■ **BRANO DELL'ESERCIZIO**:
3. Cos’è la socialdemocrazia e il partito della Sinistra Europea
Ciò che abbiamo analizzato del programma di NUPES e del NFP rientra appieno nella definizione di riformismo e di socialdemocrazia, in quanto tentativo di “migliorare” le condizioni di esistenza della maggior parte della popolazione mantenendo in piedi il modello economico capitalista. Le proposte che abbiano preso in considerazione non coincidono con proposte di “fase” da ottenere attraverso la lotta di classe o il conflitto sociale: sono al contrario l’orizzonte strategico dei partiti che stiamo analizzando. È utile considerare il contesto europeo nel quale questo approccio politico ha conosciuto la sua fortuna negli ultimi tre decenni, soprattutto per sviscerarne gli assunti teorici e dare uno sguardo agli effetti concreti dei governi socialdemocratici nei Paesi in cui questi sono andati al potere di recente. Il maggiore polo politico socialdemocratico e riformista è rappresentato dal partito della Sinistra Europea (e il collegato gruppo all’europarlamento “GUE/NGL”). Questo nasce nel 2004 come risultato finale della coagulazione della sinistra opportunista a livello europeo: le sue origini, subito dopo la caduta del Muro di Berlino, stanno principalmente in quella linea politica dominante nei partiti ex comunisti che hanno accettato il capitalismo, impostando la propria azione politica per correggerne gli “eccessi”, seguendo una linea di compiacenza e sostegno all’UE.

■ **DATI DI PARTENZA**:
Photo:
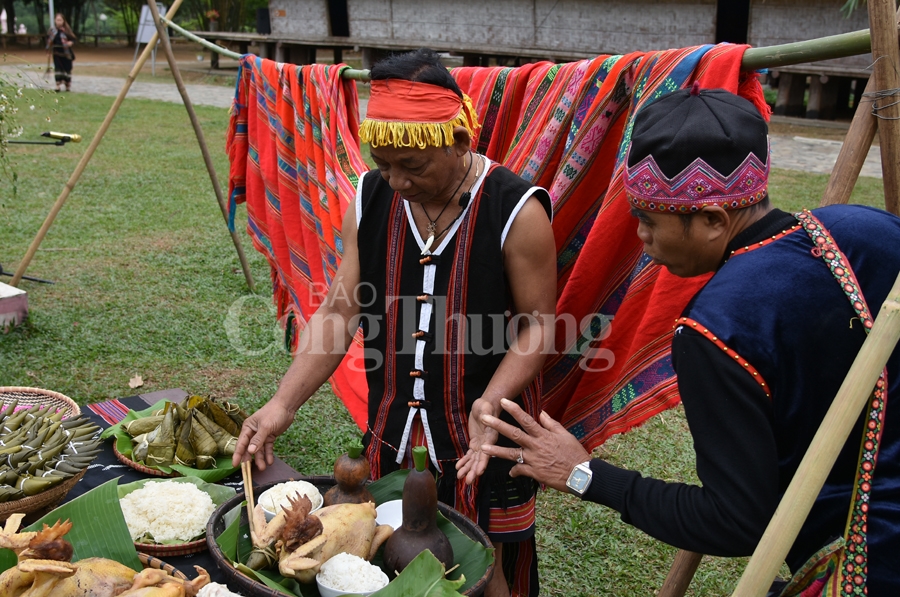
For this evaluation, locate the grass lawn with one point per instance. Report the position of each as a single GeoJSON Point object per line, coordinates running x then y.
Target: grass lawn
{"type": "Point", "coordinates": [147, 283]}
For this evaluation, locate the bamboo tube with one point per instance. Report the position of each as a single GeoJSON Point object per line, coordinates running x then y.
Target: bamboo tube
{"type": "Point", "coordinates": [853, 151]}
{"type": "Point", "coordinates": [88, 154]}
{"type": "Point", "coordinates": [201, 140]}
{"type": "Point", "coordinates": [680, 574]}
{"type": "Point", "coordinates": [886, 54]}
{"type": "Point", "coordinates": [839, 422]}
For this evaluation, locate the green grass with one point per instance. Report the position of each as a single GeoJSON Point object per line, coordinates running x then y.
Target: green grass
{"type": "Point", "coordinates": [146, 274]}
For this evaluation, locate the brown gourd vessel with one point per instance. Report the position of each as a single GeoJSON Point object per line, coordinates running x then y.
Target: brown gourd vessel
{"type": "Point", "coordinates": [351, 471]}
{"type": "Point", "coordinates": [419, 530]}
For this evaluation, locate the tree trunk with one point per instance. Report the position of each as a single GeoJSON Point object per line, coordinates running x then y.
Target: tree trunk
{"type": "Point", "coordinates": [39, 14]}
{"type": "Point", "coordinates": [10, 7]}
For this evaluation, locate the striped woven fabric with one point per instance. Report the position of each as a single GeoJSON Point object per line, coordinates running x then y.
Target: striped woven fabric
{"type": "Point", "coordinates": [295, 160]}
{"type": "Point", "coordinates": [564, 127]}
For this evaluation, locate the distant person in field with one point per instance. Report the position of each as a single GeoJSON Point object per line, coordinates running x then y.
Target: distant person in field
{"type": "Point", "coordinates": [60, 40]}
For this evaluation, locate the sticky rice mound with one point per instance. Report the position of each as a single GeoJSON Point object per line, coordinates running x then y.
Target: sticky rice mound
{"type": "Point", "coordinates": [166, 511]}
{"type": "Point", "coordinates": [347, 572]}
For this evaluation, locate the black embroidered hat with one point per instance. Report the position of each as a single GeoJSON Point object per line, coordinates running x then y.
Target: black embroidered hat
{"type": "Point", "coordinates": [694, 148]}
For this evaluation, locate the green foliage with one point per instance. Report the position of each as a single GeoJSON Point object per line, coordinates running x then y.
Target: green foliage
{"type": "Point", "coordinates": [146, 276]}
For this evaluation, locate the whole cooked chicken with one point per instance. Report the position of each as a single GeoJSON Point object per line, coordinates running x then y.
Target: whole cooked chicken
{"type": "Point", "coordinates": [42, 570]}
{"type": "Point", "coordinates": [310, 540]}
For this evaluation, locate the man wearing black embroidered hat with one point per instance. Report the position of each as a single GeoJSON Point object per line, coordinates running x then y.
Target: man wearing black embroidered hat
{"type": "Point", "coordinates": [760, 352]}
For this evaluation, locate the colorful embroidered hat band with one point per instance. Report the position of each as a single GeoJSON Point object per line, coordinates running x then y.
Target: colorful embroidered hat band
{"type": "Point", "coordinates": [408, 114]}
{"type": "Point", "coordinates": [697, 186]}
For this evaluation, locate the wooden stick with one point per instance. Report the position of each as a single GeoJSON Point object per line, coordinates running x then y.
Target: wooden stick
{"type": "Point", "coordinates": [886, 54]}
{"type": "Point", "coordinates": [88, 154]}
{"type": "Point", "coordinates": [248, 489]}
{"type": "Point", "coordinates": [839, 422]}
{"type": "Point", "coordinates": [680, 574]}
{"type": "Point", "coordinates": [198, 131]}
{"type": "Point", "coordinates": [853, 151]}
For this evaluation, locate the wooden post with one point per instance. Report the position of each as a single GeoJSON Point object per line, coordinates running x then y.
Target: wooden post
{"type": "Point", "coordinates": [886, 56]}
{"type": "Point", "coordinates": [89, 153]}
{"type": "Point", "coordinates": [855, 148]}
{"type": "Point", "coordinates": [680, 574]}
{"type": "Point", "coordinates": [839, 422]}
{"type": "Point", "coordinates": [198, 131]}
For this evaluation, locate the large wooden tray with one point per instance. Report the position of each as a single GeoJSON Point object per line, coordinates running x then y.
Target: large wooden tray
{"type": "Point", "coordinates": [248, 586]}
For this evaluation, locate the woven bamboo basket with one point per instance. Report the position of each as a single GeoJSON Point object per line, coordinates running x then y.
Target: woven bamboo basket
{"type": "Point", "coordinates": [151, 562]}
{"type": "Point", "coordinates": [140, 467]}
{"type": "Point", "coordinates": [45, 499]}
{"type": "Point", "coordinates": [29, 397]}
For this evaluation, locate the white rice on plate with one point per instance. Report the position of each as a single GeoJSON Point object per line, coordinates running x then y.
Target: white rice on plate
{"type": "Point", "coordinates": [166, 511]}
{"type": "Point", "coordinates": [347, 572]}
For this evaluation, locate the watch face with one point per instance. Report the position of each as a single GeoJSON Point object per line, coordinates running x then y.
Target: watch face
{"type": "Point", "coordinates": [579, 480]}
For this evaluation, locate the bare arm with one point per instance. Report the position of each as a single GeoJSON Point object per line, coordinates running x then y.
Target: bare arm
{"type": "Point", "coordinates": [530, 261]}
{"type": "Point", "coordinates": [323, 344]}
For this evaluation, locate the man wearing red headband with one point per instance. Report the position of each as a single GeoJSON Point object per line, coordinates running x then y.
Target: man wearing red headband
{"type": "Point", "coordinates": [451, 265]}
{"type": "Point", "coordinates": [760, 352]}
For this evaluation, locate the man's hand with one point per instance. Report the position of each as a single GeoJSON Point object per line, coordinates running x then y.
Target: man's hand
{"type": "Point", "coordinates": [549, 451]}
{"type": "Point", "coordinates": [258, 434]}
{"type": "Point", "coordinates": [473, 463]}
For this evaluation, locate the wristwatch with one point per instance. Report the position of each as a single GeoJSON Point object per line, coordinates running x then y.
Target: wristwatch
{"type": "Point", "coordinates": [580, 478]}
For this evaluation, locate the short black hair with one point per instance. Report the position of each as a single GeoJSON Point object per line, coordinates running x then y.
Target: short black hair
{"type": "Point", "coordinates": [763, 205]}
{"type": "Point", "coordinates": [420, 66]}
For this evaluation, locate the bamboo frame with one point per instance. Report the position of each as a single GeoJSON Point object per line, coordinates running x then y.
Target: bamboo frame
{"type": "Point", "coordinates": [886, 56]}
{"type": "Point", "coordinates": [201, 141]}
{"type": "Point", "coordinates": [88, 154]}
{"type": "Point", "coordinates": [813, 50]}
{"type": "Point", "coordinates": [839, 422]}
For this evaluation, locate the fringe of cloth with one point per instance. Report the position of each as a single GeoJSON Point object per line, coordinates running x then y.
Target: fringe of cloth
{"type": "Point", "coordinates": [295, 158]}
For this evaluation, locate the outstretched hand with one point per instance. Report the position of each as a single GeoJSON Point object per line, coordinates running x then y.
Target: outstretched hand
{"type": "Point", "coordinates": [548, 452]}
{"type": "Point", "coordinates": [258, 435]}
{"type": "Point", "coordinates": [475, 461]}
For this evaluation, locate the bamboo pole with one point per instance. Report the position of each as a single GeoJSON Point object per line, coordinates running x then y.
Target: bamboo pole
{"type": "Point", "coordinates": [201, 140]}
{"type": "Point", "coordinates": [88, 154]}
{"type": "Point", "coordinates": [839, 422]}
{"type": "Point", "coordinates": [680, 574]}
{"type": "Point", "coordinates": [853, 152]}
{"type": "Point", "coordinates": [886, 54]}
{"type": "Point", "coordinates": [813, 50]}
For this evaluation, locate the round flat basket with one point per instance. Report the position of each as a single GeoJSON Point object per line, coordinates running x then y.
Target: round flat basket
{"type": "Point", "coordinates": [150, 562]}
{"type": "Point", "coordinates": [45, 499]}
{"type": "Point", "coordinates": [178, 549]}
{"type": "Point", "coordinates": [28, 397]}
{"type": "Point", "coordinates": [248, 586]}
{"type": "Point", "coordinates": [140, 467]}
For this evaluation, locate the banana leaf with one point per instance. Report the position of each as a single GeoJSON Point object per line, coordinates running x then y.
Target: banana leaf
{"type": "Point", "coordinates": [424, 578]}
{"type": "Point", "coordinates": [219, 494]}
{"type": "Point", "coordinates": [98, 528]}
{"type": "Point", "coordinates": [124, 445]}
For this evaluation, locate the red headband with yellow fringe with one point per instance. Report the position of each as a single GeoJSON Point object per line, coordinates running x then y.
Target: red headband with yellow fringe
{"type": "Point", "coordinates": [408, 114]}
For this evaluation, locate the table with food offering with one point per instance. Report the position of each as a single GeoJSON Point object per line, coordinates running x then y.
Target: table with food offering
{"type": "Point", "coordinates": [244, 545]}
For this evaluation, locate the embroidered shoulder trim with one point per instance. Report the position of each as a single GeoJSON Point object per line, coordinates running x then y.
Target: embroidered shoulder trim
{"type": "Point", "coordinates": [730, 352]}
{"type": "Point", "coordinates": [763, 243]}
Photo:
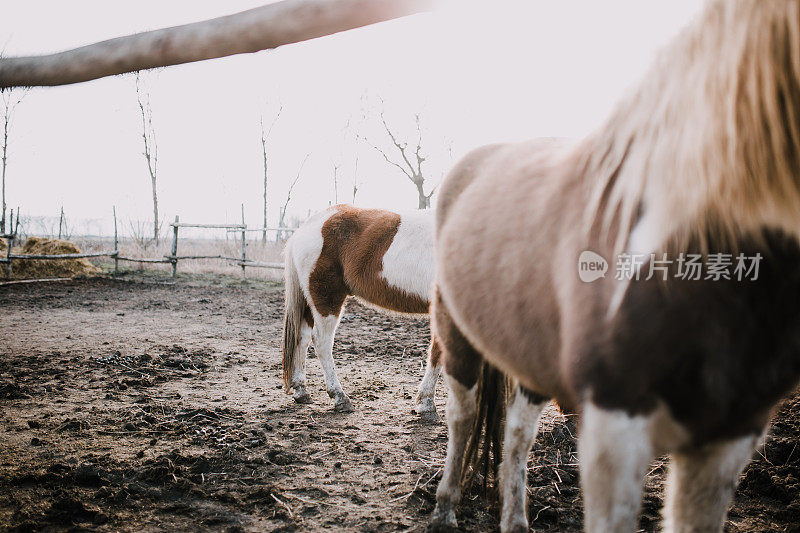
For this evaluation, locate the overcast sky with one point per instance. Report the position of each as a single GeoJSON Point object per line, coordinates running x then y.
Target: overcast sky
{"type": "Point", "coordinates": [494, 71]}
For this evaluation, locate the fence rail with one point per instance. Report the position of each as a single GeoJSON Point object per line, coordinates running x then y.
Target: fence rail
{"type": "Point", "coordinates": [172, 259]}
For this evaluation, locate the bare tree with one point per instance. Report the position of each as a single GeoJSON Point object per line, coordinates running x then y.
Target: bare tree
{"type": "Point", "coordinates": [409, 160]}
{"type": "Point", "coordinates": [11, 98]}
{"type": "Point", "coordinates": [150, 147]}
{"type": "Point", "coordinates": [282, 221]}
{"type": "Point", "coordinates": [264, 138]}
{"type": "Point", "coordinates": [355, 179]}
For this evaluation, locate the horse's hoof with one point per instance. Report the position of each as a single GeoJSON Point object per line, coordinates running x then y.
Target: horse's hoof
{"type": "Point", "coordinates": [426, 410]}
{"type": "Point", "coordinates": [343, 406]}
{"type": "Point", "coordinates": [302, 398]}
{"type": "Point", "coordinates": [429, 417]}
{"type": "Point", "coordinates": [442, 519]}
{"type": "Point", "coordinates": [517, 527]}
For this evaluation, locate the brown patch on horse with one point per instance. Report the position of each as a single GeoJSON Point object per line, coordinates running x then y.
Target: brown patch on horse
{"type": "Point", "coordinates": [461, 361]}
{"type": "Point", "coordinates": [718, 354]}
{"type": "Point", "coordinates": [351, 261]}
==
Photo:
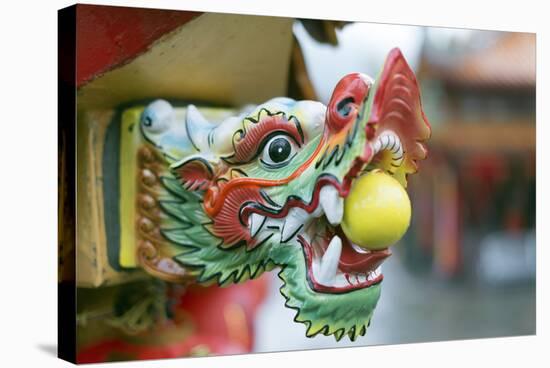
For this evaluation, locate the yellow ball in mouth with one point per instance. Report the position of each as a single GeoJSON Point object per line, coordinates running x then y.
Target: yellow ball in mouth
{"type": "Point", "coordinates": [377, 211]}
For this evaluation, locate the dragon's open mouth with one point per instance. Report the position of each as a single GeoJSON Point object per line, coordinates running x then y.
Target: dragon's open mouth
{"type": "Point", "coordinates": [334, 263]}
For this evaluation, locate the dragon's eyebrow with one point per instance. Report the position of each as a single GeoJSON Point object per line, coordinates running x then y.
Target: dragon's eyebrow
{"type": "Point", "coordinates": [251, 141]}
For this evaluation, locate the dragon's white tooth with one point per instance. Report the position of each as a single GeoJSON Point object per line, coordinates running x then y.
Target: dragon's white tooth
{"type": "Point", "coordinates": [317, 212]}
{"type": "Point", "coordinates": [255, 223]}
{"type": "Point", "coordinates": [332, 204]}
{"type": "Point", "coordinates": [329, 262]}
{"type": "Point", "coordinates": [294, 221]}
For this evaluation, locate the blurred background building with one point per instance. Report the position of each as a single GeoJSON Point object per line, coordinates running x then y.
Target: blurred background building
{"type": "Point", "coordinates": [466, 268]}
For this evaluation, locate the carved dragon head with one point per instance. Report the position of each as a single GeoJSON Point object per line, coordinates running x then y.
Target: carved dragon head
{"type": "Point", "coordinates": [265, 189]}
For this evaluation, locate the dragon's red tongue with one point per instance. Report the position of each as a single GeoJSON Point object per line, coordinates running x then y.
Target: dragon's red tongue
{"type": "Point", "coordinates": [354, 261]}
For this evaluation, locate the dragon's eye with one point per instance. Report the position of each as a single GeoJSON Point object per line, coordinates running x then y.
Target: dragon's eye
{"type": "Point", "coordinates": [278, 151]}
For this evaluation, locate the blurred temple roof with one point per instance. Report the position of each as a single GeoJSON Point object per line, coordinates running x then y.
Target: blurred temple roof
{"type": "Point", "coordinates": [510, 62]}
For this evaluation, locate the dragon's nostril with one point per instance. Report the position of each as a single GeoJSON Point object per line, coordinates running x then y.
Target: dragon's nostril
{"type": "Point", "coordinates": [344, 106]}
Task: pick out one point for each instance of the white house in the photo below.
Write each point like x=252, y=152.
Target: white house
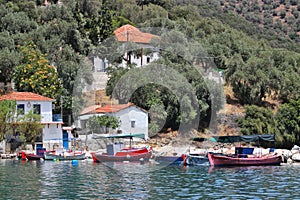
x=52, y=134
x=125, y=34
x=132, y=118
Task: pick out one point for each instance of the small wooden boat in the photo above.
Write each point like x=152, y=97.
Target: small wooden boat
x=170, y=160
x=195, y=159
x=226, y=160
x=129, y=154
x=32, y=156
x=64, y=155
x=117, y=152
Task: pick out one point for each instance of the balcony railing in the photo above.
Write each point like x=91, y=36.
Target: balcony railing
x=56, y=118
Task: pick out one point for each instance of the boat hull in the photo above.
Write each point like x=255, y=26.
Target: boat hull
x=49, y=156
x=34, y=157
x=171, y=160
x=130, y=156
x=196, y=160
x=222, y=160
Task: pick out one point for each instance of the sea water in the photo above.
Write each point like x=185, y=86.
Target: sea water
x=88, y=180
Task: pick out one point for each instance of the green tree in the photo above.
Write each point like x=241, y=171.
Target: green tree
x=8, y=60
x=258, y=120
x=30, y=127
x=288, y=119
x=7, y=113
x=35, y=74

■ **COMPITO 1**: Spiega in una, due o tre frasi perché, secondo il brano sulla socialdemocrazia, il programma di NUPES e del NFP rientra nella definizione di riformismo e di socialdemocrazia.
■ **COMPITO 2**: Riprendi il brano sulla socialdemocrazia subito dopo la sua ultima frase e portalo avanti.
Il materiale riportato è del tutto indipendente dal brano.

■ **RISPOSTA SCRITTA 1**: Il programma di NUPES e del NFP rientra in quella definizione perché è un tentativo di "migliorare" le condizioni di esistenza della maggior parte della popolazione. Lo fa però mantenendo in piedi il modello economico capitalista.

■ **RISPOSTA SCRITTA 2**:
L’Italia è stata da subito centrale in questo processo di aggregazione, esprimendo nella figura di Fausto Bertinotti (Partito della Rifondazione Comunista) il primo presidente. Alla Sinistra Europea (SE) hanno aderito diverse formazioni politiche tra cui (limitandosi a quelle attualmente esistenti) le più rilevanti sono per la Francia il PCF, per la Germania Die Linke, per la Grecia Syriza, il Blocco della Sinistra in Portogallo, il PCE e la Sinistra Unita in Spagna. Sono attualmente “osservatori” anche Sinistra Italiana e La France Insoumise: quest’ultima si era ritirata da membro durante il governo Hollande in Francia, approfittando del malcontento relativo alle misure antipopolari di quest’ultimo.
In sintesi, la linea politica della SE si basa sulla critica al sistema di sfruttamento del capitalismo, impostata però sulla possibilità di una sua “riformabilità”, con l’aggiornamento continuo di nuove proposte di riforma a favore degli strati popolari. Fondamentalmente questa linea politica si occupa della protezione del capitalismo di fronte alle sue asperità più indigeribili per le classi popolari, garantendo la lunga durata di questo sistema anziché contribuire ad abbatterlo, impedendo l’ascesa di posizioni più radicali e rivoluzionarie. La teoria economica prevalente è quella della denuncia del “neoliberismo”, del “sistema finanziario”, a cui attribuisce la crisi capitalista, contrapponendo ad esso un modello “popolare” di capitalismo “buono”, di co-gestione, di condivisione dei profitti tra capitalisti e classe operaia, di decentralizzazione della produzione e ritorno verso forme economiche meno “finanziarizzate” e rassicuranti. Questa impostazione maschera il fatto che i più evidenti e impresentabili fenomeni del capitalismo in crisi sono parte integrante di questo sistema, non “deviazioni” che si possono correggere.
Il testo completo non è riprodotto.